Data records:
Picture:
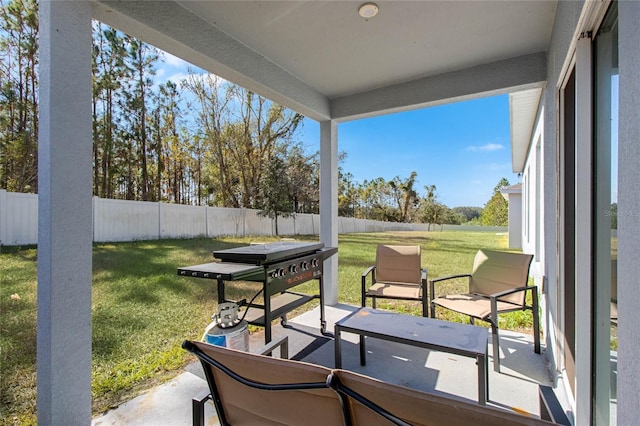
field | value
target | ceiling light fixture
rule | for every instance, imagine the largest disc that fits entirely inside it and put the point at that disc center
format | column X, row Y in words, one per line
column 368, row 10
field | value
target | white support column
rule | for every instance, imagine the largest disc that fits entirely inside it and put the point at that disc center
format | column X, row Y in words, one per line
column 329, row 205
column 64, row 215
column 628, row 214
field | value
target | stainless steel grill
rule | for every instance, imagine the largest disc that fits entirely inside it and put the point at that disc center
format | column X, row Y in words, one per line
column 279, row 267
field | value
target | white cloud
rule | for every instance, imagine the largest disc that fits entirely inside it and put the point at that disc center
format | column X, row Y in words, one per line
column 485, row 147
column 494, row 167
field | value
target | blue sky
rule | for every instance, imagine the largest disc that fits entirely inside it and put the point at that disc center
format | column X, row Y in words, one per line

**PROBLEM TO WORK ON**
Copy, from the lines above, each one that holds "target".

**ANSWER BOX**
target | ceiling light fixture
target | white support column
target | stainless steel grill
target | white cloud
target | blue sky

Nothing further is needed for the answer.